The task.
Set down every line of the material below word for word, leaving out the pictures.

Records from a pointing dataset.
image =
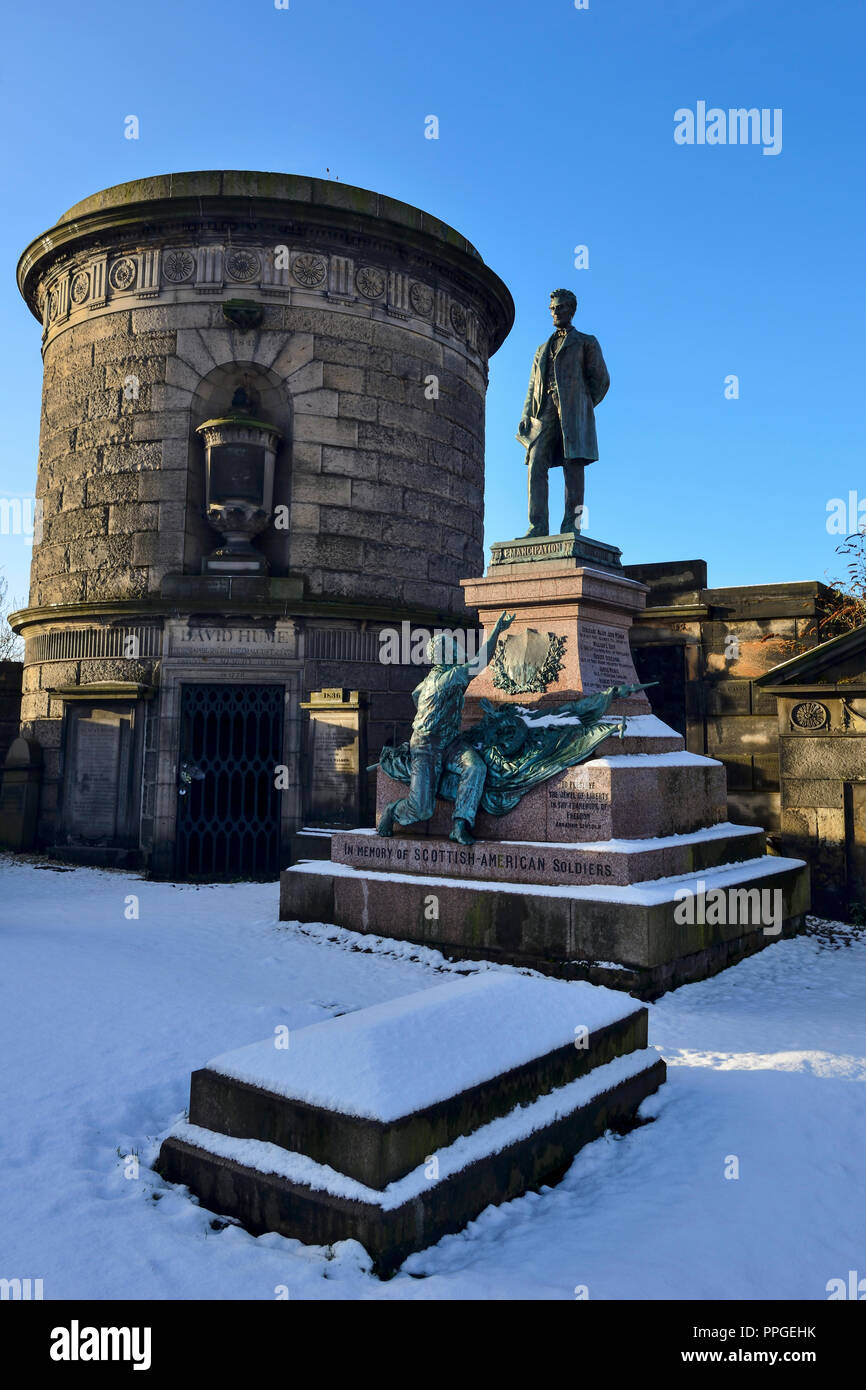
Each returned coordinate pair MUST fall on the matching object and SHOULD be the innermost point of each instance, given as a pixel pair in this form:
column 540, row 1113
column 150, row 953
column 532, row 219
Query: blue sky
column 555, row 131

Output for this task.
image =
Each returned coordinate pair MUST fall on the matching object and SHOULD be the innermost point of each instance, given as a pixel pair in this form:
column 540, row 1113
column 150, row 953
column 532, row 219
Query: blue sky
column 555, row 131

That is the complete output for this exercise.